A Sex-Abuse Cover-Up Bigger Than Penn State

The university scandal highlights facts we'd like to ignore

We have all felt a deep sense of revulsion over the allegations of sex abuse at Penn State. It is impossible to read the 23-page Grand Jury report and not fill up with anger over the descriptions of children being abused and then ignored. But for victims of childhood sexual abuse, the Penn State story and the continuous coverage is tearing off the scabs of painful memories and making them fresh and raw again.

For the first time, many are being forced to deal with the past they have hidden. There is no escaping the Penn State story, and so, for a victim, there is no escaping a past that was once comfortably hidden away in an attic corner of the subconscious.

I have written and delivered a half dozen television commentaries on the Penn State scandal that have aired across the country, and every time one has aired I get emails and messages from dozens of people who were the victims of sexual abuse as children. They express feelings of pain, shame, anger, resentment and deep sadness that have risen to the surface these past two weeks.

“My God this hurts,” is the way one man from Grand Rapids, Michigan started his email to me. “I knew I was sexually abused as a kid and thought I dealt with it, but now I know I did not. There are memories coming back now that I guess I forced myself to forget.”

My new friend from Michigan is not alone. The statistics are staggering.

• It is estimated that as many as 40 million Americans, one in six people, experienced sexual victimization as children.
• One in four girls and one in seven boys will be sexually victimized before age 18.
• The most common ages of children when sexual abuse occurs are between eight and 12.
• Child sexual abuse is seldom a one-time occurrence, and lasts an average of one to four years.
• 75 percent to 80 percent of all children assaulted or abused were victimized by someone they knew.
• One of five rape victims is under age 12; 10 percent are under age 5.
• More than 80 percent of offenders first offended by the age of 30.

At Penn State, investigators believe that as many as 14 people knew about the alleged sexual abuse of children by Jerry Sandusky and did little or nothing about it. The statistics should force us all to realize that it’s not just Penn State. There is a much greater cover-up going on right now across the country.

→ **EXTRACTED DATA**
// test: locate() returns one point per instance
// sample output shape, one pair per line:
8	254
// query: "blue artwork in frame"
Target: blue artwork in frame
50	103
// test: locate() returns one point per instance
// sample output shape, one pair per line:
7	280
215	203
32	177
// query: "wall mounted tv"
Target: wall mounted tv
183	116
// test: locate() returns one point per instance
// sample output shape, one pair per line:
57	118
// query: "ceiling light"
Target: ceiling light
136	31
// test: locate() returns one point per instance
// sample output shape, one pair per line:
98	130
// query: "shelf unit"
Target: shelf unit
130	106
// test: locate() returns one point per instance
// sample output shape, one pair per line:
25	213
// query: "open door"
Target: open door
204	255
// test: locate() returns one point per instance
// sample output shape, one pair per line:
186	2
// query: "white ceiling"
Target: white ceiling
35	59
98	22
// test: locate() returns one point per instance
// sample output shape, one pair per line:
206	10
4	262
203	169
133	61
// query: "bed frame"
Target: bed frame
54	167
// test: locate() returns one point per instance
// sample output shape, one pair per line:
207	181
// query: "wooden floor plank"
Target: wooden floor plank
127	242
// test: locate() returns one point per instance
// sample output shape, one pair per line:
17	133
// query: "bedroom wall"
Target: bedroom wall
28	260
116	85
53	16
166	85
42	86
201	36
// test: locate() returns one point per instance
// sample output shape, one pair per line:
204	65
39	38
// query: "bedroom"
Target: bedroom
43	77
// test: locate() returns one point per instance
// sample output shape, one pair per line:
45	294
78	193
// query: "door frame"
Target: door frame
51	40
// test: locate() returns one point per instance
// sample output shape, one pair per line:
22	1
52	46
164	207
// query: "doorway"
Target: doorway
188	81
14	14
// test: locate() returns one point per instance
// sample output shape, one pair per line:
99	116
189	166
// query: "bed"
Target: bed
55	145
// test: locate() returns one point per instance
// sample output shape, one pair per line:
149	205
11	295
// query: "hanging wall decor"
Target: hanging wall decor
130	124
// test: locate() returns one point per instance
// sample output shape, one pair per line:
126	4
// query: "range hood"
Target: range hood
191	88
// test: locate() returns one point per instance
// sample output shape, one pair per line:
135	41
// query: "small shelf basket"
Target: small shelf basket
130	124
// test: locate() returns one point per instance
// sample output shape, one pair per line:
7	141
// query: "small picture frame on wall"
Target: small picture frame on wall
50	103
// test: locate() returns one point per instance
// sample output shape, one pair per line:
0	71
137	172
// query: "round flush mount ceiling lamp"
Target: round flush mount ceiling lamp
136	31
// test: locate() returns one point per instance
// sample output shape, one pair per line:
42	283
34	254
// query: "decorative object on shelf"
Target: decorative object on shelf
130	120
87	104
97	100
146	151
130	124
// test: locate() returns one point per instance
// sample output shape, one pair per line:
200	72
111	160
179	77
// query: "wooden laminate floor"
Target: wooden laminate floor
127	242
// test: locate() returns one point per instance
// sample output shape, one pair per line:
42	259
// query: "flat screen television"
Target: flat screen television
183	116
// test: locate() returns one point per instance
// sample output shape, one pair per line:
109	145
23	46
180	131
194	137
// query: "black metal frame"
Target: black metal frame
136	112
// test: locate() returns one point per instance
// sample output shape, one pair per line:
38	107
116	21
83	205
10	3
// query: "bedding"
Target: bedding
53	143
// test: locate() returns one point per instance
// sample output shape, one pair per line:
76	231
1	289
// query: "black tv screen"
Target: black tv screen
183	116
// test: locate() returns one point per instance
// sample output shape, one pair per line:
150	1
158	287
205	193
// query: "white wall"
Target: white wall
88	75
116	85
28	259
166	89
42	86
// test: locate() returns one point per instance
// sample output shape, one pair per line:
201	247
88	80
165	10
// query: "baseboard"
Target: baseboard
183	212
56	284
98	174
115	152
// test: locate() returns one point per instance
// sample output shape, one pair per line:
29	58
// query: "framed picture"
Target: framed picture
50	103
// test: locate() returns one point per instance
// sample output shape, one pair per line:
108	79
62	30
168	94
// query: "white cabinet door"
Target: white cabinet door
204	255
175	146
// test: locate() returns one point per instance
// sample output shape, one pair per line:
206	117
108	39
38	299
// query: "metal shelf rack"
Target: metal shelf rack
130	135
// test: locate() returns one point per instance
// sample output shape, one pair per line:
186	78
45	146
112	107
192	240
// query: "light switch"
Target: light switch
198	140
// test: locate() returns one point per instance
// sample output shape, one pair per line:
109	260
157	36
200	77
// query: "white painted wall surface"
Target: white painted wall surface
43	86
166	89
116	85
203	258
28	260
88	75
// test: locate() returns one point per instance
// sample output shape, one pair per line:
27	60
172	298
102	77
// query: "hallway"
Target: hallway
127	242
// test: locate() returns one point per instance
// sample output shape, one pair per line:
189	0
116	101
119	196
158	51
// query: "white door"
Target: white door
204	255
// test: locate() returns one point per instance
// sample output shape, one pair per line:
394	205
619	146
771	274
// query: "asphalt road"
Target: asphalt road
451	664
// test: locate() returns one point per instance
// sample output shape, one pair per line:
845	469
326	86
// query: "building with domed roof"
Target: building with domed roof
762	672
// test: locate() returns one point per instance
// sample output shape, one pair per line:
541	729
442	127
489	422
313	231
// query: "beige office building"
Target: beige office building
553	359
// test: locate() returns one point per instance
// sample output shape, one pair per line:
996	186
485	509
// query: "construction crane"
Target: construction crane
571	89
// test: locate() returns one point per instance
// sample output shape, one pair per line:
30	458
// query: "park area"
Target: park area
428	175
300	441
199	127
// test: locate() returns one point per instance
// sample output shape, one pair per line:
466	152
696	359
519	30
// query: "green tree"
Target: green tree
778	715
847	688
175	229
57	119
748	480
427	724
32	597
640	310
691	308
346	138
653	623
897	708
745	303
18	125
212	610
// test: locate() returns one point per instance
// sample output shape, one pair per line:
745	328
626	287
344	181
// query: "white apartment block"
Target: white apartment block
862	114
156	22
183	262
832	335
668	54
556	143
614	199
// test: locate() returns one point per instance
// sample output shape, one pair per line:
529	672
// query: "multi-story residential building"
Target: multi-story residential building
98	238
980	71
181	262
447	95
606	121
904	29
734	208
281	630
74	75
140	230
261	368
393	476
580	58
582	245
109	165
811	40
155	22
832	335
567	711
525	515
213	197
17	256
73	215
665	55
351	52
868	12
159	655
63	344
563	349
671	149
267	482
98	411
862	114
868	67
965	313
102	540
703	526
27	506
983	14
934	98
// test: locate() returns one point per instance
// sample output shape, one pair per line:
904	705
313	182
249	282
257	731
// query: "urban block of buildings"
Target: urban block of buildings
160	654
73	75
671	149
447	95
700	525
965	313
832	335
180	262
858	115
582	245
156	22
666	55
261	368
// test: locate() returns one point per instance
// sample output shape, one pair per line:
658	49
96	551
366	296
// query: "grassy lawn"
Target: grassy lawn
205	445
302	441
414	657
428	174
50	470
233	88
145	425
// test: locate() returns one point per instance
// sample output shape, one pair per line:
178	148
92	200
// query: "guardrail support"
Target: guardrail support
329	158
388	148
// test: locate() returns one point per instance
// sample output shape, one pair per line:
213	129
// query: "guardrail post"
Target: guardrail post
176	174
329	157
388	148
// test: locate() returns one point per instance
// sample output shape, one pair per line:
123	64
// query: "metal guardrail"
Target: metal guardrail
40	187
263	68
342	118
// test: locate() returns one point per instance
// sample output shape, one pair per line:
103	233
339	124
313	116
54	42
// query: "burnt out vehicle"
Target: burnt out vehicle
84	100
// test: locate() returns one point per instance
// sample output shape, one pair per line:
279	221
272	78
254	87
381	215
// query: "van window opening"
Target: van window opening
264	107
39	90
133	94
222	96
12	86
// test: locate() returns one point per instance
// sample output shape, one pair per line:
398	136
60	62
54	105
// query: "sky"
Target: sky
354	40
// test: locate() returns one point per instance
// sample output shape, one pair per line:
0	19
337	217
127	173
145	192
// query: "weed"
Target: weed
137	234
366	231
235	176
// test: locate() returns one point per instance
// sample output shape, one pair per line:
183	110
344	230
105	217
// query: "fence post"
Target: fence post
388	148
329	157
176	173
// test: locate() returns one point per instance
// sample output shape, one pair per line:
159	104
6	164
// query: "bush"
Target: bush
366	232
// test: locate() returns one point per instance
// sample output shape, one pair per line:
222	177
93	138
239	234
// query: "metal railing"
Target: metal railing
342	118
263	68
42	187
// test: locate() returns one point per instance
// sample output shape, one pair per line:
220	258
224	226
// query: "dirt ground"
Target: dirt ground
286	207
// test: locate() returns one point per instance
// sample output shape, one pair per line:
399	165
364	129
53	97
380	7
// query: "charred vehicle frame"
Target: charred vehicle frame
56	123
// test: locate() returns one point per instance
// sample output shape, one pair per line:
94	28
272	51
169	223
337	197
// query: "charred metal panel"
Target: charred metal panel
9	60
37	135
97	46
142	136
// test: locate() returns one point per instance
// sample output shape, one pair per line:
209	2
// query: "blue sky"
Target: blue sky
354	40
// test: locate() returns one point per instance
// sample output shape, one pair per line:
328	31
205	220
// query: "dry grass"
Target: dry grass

→ **TASK ITEM**
In the Penn State piece, swap "staggering" for "shocking" and write out the text again, starting at "My new friend" and ending at "before age 18.".

→ **SOLUTION**
My new friend from Michigan is not alone. The statistics are shocking.

• It is estimated that as many as 40 million Americans, one in six people, experienced sexual victimization as children.
• One in four girls and one in seven boys will be sexually victimized before age 18.